• _Short task_
Rewrite all of the data below, changing every "instance" to "occurrence" and leaving the rest as it is.

• _Supplied records_

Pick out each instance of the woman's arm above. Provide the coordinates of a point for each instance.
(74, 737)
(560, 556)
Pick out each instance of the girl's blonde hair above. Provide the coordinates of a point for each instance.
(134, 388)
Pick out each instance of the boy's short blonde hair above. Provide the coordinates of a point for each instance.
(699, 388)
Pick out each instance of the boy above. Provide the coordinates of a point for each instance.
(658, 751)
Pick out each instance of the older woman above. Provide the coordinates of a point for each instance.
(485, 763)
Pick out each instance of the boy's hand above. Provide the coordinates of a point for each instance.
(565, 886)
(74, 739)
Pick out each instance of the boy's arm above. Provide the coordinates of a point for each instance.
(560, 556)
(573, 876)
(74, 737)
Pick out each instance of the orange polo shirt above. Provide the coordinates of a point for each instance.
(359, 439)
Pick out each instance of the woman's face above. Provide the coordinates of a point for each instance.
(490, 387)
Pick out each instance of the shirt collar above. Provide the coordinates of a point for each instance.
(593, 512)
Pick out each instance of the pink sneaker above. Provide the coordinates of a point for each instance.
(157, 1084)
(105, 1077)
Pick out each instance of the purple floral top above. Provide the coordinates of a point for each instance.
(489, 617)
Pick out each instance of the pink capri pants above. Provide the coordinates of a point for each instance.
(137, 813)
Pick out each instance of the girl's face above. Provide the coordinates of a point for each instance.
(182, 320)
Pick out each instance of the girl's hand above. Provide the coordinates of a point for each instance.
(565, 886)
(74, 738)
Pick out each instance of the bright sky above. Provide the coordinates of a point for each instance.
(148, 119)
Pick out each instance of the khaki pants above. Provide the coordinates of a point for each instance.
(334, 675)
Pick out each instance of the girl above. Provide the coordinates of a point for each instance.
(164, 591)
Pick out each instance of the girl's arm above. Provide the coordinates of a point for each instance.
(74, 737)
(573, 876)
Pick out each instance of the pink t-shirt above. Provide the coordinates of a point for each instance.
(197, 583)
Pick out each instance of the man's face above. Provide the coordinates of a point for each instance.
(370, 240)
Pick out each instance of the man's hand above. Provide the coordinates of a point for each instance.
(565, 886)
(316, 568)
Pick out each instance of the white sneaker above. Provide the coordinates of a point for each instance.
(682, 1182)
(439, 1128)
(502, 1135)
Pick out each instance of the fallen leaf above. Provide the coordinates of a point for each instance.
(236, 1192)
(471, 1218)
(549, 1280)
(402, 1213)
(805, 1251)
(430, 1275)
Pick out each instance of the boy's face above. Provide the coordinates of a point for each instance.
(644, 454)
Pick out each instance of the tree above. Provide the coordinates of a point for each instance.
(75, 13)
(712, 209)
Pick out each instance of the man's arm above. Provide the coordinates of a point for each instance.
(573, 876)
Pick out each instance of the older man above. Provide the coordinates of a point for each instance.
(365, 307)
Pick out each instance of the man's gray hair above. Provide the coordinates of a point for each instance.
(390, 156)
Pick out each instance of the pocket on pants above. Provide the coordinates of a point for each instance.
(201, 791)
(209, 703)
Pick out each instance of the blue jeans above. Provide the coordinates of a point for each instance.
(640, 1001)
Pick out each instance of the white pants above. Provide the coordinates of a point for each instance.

• _Completed task_
Pick out each occurrence of the woman's arm above. Provide the coordinates of a point for each occurrence.
(74, 737)
(560, 556)
Pick out each occurrence of the girl's blonde hair above. Provide the coordinates of a point for each occurrence.
(134, 388)
Pick out each occurrence of the boy's short blonde hair above. Provide the coordinates of a point for each occurrence.
(699, 388)
Pick out each occurrence of the boy above. Provide the coordinates of a point for each occurrence.
(658, 751)
Pick out each occurrence of the older woman above. Provide the coordinates of a point for each occurrence.
(485, 763)
Pick out each occurrence of the boy's hand above. Provide the coordinates of a point for each occurrence.
(565, 886)
(74, 739)
Pick out each occurrence of the boy's arm above. Provide the coordinates of a point for each occurrence.
(560, 556)
(573, 876)
(74, 737)
Pick out each occurrence of the orange polo shirt above. Provide the coordinates of a point for each occurrence.
(359, 439)
Pick out each occurrence of the woman's face above. Provide the coordinates of a point for each occurrence.
(490, 387)
Pick out each occurrence of the shirt collar above. Provide the coordinates of a point for each occurrence.
(593, 512)
Pick out each occurrence of the pink sneaker above. Provide the coordinates of a point for each occurrence.
(157, 1084)
(105, 1077)
Pick out each occurrence of the purple floral top above. Provide the coordinates of a point for each occurrence.
(489, 617)
Pick out each occurrence of the pink capri pants above. Provide the coordinates of a point for each occurrence.
(137, 813)
Pick out each occurrence of the girl's face above. Provide the coordinates of a point for each occurrence.
(182, 320)
Pick out each occurrence of the girl's hand above. Provide the coordinates of a point for each occurrence.
(565, 886)
(74, 738)
Pick out each occurrence of the bright sky above. Provide the coordinates of a point for each occurrence.
(148, 119)
Pick out each occurrence of the khaki pants above. Provide the coordinates of a point for each occurrence.
(334, 675)
Pick out each occurrence of the girl above. Provide the coordinates of a point for each occurrence.
(164, 591)
Pick out each occurrence of the girl's arm above. Provide the coordinates of a point for each occurrence.
(74, 737)
(573, 876)
Pick out each occurrence of the pink t-shirt above. Provide the coordinates of a point for each occurrence.
(197, 583)
Pick out each occurrence of the man's face above. Provide the coordinates of a point for each occurrence.
(370, 240)
Pick out each occurrence of the man's hand above. Provide the coordinates of a point for each occurrence.
(565, 886)
(316, 568)
Pick out each occurrence of the white sneaker above. Provide the coordinates of a point for each occurrence.
(682, 1182)
(439, 1128)
(502, 1135)
Pick out each occurrence of the fallen leaf above. Provide the coordinates of a point for each occurrence.
(236, 1192)
(471, 1218)
(549, 1280)
(402, 1213)
(805, 1251)
(430, 1275)
Pick out each occurrence of the boy's face above. Provide the coordinates of a point for each occurrence.
(644, 454)
Pick out each occurrence of the tree above. Provide the coordinates of a point for each occurrence.
(75, 13)
(712, 209)
Pick out each occurrence of the man's arm above. Provide the coordinates of a point for each occurrence.
(573, 876)
Pick out each occurrence of the older man above. Provide the coordinates of a point for each occurrence.
(365, 307)
Pick out each occurrence of the man's gray hair above. Provide the coordinates of a point for each occurrence.
(390, 156)
Pick out each occurrence of the pocket on pants above. Provide the coordinates of a point for each occurrence.
(201, 791)
(209, 703)
Pick out each occurrence of the blue jeans above. Provide the coordinates of a point for each occurrence.
(640, 1001)
Pick out each occurrence of the white pants above. Provide the coordinates of a point for each occurrence.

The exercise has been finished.